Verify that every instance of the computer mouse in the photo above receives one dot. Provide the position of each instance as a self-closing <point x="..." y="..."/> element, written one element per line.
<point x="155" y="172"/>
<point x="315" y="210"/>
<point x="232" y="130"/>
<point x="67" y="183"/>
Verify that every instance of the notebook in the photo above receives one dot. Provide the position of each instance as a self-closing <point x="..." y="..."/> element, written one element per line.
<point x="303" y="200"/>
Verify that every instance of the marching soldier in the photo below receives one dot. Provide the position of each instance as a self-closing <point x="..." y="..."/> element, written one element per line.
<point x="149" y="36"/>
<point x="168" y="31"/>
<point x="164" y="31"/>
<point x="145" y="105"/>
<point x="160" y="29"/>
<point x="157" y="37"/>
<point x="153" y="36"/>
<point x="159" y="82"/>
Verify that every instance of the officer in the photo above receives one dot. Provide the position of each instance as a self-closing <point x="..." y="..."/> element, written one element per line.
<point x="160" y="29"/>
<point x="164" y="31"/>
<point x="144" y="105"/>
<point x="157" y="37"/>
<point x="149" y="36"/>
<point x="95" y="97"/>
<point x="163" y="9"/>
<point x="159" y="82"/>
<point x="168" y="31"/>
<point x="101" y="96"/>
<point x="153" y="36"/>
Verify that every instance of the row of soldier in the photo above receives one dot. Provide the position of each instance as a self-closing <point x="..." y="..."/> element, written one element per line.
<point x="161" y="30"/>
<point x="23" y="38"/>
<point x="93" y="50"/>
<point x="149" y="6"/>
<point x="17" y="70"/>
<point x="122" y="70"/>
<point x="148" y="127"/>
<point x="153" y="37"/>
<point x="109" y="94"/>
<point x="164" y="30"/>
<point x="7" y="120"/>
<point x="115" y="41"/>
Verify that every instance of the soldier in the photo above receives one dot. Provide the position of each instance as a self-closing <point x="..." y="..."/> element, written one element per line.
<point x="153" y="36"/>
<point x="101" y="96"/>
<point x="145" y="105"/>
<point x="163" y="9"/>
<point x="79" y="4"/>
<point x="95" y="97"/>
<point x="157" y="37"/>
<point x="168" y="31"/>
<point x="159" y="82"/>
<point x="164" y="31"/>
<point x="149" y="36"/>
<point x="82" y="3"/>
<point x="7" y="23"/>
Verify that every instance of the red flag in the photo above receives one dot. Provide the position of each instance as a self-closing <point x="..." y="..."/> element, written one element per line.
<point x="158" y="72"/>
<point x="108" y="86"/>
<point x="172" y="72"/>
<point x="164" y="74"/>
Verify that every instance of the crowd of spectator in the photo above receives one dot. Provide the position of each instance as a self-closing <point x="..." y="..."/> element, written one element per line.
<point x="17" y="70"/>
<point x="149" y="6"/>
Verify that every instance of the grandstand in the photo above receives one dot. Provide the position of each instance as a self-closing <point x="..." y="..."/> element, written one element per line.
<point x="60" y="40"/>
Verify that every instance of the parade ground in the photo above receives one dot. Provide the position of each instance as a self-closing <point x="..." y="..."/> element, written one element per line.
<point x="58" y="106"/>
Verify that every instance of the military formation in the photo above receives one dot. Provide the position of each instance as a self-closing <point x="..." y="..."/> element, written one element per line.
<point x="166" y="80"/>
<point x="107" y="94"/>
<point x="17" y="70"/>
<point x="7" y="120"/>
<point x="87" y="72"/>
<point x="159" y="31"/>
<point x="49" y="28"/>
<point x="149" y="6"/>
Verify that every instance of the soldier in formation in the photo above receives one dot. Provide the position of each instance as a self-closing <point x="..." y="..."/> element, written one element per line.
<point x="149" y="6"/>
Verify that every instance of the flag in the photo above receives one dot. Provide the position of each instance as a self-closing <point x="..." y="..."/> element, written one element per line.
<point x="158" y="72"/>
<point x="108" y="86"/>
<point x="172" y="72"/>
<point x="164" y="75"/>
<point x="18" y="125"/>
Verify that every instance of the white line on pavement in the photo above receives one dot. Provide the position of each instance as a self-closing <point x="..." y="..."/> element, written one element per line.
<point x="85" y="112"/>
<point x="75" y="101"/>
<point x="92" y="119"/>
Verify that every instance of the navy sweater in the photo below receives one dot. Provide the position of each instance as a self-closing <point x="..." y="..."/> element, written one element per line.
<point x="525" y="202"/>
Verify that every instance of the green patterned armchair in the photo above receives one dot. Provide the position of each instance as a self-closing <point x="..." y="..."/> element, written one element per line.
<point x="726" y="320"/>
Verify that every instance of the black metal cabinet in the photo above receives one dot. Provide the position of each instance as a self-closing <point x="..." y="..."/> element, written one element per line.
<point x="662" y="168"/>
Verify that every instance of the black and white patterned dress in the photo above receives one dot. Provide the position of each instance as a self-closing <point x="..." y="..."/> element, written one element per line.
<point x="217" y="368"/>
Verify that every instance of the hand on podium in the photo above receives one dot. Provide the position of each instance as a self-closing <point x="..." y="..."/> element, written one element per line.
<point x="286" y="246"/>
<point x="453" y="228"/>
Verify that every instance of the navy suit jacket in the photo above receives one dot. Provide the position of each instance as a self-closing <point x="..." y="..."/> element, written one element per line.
========================================
== TRY IT ==
From the records above, extract every entry exactly as given.

== EXERCISE RESULT ==
Verify that every instance of the computer mouse in the photo above receives one dot. Provide the position of each instance as a self-closing <point x="..." y="..."/> element, written one element per line.
<point x="155" y="172"/>
<point x="315" y="210"/>
<point x="232" y="130"/>
<point x="67" y="183"/>
Verify that every instance of the notebook in the photo above receives one dot. Provide the position of each instance as a self-closing <point x="..." y="..."/> element, written one element per line.
<point x="303" y="200"/>
Verify that every instance of the marching soldier in the photo below receives one dot. Provide the position of each instance as a self-closing <point x="..." y="..."/> element, written one element per line.
<point x="149" y="36"/>
<point x="168" y="31"/>
<point x="164" y="31"/>
<point x="145" y="105"/>
<point x="160" y="29"/>
<point x="157" y="37"/>
<point x="153" y="36"/>
<point x="159" y="82"/>
Verify that every instance of the officer in the photo above receives one dot. Provide the position of each instance as a self-closing <point x="..." y="..."/> element, written one element per line.
<point x="160" y="29"/>
<point x="164" y="31"/>
<point x="144" y="105"/>
<point x="157" y="37"/>
<point x="149" y="36"/>
<point x="95" y="97"/>
<point x="163" y="9"/>
<point x="159" y="82"/>
<point x="168" y="31"/>
<point x="101" y="96"/>
<point x="153" y="36"/>
Verify that every instance of the row of soldier in the photo above receives one dot. Provide the position of each instance as a self-closing <point x="..." y="..."/> element, written one element per line.
<point x="161" y="30"/>
<point x="23" y="38"/>
<point x="93" y="50"/>
<point x="149" y="6"/>
<point x="17" y="70"/>
<point x="122" y="70"/>
<point x="148" y="127"/>
<point x="153" y="37"/>
<point x="109" y="94"/>
<point x="164" y="30"/>
<point x="7" y="120"/>
<point x="115" y="41"/>
Verify that every instance of the soldier in the photo above receives one dot. Provide the position of each instance as a self-closing <point x="..." y="..."/> element, written one element per line.
<point x="153" y="36"/>
<point x="101" y="96"/>
<point x="145" y="105"/>
<point x="163" y="9"/>
<point x="79" y="4"/>
<point x="95" y="97"/>
<point x="157" y="37"/>
<point x="168" y="31"/>
<point x="159" y="82"/>
<point x="164" y="31"/>
<point x="149" y="36"/>
<point x="82" y="3"/>
<point x="7" y="23"/>
Verify that every instance of the red flag in the photo above receives one dot. Provide the position of each instance as a self-closing <point x="..." y="..."/> element, written one element per line.
<point x="158" y="72"/>
<point x="108" y="86"/>
<point x="172" y="72"/>
<point x="164" y="74"/>
Verify that every instance of the crowd of spectator in the photo above receives one dot. Provide the position of each instance as a self-closing <point x="..." y="..."/> element, written one element per line.
<point x="17" y="70"/>
<point x="149" y="6"/>
Verify that every instance of the grandstand in the photo above receives one dot. Provide the position of each instance as a self-closing <point x="..." y="..."/> element, written one element per line.
<point x="60" y="40"/>
Verify that every instance of the parade ground in the photo above receives one dot. Provide the position of each instance as a self-closing <point x="..." y="..."/> element, written one element per line.
<point x="58" y="106"/>
Verify that every instance of the military formation in the photo above receives one dot. Provide the position of each instance as a self-closing <point x="..." y="..."/> element, written one element per line.
<point x="166" y="80"/>
<point x="107" y="94"/>
<point x="17" y="70"/>
<point x="7" y="120"/>
<point x="87" y="72"/>
<point x="159" y="31"/>
<point x="49" y="28"/>
<point x="149" y="6"/>
Verify that every instance of the soldier in formation in the photo above receives one dot. Provide the position of each instance as a self-closing <point x="..." y="..."/> element, written one element per line.
<point x="149" y="6"/>
Verify that every instance of the flag in the photo above receives one dot. Provide the position of each instance as a self-closing <point x="..." y="..."/> element, written one element per line.
<point x="158" y="72"/>
<point x="108" y="86"/>
<point x="172" y="72"/>
<point x="164" y="75"/>
<point x="18" y="125"/>
Verify that every instance of the white line on pavement in the photo above receives one dot. Provide the position of each instance as a self-closing <point x="..." y="..."/> element, written one element per line.
<point x="85" y="112"/>
<point x="75" y="101"/>
<point x="92" y="119"/>
Verify that every instance of the navy sweater in the photo below receives one dot. Provide the position of each instance as a self-closing <point x="..." y="..."/> element, written one element per line.
<point x="525" y="202"/>
Verify that every instance of the green patterned armchair in the photo above receives one dot. Provide the position of each instance as a self-closing <point x="..." y="..."/> element, written one element per line.
<point x="726" y="320"/>
Verify that every instance of the black metal cabinet in the photo above receives one dot. Provide the position of each instance as a self-closing <point x="..." y="..."/> element, written one element per line.
<point x="662" y="168"/>
Verify that every instance of the black and white patterned dress in the photo above receives one dot. Provide the position of each instance as a self-closing <point x="..." y="..."/> element, written one element per line.
<point x="217" y="368"/>
Verify that every instance of the hand on podium in the photo above receives one dot. Provide the position of each instance as a self-closing <point x="..." y="..."/> element, written one element per line.
<point x="286" y="246"/>
<point x="453" y="228"/>
Verify that every instance of the navy suit jacket in the photo above receives one dot. Provide the position of each instance as a self-closing <point x="..." y="..."/> element, written one element per line.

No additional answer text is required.